Objetivo
Copie sem nenhuma alteração o trecho dos dados que começa na linha que contém "the white window" e vai até o fim dos dados, incluindo as duas extremidades.

Dados de entrada
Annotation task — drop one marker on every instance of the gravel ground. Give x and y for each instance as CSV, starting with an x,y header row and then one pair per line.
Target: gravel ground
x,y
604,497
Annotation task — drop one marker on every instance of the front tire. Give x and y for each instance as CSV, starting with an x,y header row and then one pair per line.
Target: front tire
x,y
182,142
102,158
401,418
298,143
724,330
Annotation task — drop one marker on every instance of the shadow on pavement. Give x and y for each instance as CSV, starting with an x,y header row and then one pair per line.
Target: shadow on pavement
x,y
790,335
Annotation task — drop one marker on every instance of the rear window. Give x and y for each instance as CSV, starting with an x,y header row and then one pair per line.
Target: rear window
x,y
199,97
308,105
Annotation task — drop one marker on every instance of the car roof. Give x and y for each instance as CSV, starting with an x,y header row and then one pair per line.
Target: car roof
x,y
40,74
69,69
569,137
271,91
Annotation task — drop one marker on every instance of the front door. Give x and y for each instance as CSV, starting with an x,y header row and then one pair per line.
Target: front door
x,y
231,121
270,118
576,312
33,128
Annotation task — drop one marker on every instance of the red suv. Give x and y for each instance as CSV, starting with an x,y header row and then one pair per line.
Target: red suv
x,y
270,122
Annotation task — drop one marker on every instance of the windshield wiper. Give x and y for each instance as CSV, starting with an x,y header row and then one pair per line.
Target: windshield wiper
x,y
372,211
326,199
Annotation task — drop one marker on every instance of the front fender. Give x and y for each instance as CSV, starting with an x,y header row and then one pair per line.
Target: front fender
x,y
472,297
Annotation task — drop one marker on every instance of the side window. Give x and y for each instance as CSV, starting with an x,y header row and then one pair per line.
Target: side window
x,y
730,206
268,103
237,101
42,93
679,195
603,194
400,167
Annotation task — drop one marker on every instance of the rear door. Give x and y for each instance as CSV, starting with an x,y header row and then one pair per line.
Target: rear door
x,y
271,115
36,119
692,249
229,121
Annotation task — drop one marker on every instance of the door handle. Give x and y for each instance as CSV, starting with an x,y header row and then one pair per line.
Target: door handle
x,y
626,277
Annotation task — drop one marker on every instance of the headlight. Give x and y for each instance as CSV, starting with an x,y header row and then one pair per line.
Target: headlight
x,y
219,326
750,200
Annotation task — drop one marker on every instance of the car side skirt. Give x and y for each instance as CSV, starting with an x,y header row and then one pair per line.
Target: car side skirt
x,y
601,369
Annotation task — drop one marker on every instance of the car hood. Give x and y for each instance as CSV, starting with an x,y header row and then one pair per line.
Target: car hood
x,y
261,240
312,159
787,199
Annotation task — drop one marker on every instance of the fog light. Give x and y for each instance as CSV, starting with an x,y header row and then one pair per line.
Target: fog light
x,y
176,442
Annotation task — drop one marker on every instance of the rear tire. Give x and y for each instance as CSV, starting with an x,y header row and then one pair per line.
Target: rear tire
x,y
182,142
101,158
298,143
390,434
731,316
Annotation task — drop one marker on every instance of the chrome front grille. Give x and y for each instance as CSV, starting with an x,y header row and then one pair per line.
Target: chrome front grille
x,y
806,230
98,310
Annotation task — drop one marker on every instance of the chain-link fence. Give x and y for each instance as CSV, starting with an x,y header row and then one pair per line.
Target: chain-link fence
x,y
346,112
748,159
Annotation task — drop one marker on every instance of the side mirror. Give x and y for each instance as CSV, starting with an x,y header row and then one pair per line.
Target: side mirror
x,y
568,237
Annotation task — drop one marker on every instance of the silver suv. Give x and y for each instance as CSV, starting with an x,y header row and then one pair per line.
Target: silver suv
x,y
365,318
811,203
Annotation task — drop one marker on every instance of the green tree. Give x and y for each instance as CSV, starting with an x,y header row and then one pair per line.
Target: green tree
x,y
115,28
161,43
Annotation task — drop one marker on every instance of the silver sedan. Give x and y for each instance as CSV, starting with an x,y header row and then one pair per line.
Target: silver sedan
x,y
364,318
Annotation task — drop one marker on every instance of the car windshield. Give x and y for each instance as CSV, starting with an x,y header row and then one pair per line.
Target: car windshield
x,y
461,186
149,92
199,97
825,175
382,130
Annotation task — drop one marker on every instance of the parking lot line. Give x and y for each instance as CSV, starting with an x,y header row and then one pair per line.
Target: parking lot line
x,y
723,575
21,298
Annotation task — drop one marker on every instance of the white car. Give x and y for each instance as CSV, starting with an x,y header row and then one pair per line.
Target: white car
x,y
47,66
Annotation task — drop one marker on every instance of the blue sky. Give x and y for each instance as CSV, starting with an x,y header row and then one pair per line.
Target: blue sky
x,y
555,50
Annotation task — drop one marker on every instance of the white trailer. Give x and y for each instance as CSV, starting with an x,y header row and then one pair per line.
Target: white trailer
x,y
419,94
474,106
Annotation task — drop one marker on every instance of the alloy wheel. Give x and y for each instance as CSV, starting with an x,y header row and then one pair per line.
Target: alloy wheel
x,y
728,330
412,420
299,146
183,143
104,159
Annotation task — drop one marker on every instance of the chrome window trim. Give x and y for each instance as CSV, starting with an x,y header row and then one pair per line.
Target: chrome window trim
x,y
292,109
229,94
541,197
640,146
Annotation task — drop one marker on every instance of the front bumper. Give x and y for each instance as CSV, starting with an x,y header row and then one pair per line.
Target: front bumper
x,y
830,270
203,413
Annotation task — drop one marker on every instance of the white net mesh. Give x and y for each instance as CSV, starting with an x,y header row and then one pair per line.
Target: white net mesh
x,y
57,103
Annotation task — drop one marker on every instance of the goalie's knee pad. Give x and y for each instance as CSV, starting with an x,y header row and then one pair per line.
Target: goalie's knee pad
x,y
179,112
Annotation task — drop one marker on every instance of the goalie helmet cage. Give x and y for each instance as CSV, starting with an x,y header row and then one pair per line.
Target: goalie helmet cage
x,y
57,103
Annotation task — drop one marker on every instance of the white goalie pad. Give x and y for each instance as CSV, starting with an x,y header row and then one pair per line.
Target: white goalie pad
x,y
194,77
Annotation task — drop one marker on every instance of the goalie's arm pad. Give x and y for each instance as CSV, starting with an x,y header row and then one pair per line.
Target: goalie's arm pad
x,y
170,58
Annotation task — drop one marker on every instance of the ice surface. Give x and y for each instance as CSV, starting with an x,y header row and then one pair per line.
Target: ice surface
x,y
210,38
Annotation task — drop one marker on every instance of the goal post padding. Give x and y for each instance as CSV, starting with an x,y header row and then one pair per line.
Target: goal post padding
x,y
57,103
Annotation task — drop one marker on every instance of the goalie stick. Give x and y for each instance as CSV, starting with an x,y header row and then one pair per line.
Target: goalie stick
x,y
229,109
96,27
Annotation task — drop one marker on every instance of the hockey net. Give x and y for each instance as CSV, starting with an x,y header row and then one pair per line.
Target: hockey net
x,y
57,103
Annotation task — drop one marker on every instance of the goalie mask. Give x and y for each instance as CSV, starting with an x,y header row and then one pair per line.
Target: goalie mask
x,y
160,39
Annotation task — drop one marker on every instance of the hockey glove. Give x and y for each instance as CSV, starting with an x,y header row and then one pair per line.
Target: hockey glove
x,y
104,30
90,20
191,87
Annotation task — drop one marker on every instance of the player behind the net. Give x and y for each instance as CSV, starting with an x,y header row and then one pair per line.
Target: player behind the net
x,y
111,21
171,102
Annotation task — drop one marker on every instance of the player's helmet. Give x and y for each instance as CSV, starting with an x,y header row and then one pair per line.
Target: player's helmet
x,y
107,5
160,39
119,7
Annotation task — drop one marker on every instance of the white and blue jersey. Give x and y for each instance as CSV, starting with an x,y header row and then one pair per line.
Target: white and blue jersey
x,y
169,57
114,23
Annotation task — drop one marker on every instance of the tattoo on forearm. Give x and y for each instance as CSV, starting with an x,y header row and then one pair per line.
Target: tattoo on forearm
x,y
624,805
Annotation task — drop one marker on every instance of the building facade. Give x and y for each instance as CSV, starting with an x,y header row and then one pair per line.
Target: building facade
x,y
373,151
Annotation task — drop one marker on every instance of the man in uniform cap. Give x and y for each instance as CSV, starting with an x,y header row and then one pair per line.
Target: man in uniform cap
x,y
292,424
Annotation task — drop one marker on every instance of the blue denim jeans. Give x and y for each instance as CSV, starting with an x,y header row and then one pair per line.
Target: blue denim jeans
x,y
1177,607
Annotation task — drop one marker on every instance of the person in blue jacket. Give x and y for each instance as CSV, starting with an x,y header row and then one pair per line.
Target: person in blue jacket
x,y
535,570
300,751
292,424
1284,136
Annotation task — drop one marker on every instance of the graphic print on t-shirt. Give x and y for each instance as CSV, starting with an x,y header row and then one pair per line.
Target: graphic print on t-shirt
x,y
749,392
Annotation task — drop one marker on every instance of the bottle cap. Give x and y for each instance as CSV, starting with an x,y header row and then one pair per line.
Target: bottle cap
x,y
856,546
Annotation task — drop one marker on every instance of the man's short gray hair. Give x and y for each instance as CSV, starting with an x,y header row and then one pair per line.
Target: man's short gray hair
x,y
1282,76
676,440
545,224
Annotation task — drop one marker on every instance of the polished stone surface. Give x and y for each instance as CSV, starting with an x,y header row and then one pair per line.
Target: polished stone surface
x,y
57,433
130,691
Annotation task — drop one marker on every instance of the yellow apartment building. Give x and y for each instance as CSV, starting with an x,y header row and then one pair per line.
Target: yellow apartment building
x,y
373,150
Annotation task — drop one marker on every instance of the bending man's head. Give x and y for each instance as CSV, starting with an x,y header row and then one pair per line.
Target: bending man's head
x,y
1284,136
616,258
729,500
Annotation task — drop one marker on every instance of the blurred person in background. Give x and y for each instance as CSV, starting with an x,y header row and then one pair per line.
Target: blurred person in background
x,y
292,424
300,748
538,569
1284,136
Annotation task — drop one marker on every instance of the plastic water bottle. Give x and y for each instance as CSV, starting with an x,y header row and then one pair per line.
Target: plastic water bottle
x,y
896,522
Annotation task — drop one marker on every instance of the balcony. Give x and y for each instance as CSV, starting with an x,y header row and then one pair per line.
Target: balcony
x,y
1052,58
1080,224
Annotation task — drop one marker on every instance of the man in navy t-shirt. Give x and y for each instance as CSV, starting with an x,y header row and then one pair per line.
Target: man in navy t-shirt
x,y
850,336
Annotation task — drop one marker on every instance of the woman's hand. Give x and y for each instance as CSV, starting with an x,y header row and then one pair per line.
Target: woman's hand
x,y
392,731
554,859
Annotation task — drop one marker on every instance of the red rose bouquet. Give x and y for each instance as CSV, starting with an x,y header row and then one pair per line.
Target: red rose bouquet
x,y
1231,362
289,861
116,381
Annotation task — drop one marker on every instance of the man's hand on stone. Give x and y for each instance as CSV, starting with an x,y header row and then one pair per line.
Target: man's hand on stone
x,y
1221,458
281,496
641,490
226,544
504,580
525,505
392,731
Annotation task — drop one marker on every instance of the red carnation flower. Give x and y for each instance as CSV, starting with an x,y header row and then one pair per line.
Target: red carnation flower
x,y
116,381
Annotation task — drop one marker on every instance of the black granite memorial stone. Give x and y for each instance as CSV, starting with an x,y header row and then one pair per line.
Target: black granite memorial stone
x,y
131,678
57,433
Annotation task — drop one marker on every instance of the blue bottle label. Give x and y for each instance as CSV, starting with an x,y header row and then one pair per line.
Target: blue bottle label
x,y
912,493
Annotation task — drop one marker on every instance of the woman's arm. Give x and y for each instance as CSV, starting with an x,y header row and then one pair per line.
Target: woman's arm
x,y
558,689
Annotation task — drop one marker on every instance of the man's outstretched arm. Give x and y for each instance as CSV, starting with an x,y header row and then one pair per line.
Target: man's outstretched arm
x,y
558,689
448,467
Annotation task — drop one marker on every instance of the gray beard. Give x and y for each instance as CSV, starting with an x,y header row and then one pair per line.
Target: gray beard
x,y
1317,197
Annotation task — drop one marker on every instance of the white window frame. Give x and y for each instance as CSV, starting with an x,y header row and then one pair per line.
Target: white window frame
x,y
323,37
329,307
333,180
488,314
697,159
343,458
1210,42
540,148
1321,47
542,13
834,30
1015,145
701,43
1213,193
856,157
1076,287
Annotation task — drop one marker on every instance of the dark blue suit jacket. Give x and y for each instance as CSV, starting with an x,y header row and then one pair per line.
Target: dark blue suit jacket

Resposta completa
Annotation task — drop one marker on every instance of the white window frame. Give x and y for each instance as CSV, starting with an x,y header row and then one pair per line.
Target: white window frame
x,y
323,37
329,307
333,180
488,314
697,159
343,458
1210,42
540,148
1321,47
542,13
834,30
1015,145
701,43
1213,193
856,157
1076,287
Annotation task — drop one marker on every instance of the dark blue suit jacket. Give x and y for each instance as CSV, starting with an x,y header row and then one pair per line.
Target: dark blue suit jacket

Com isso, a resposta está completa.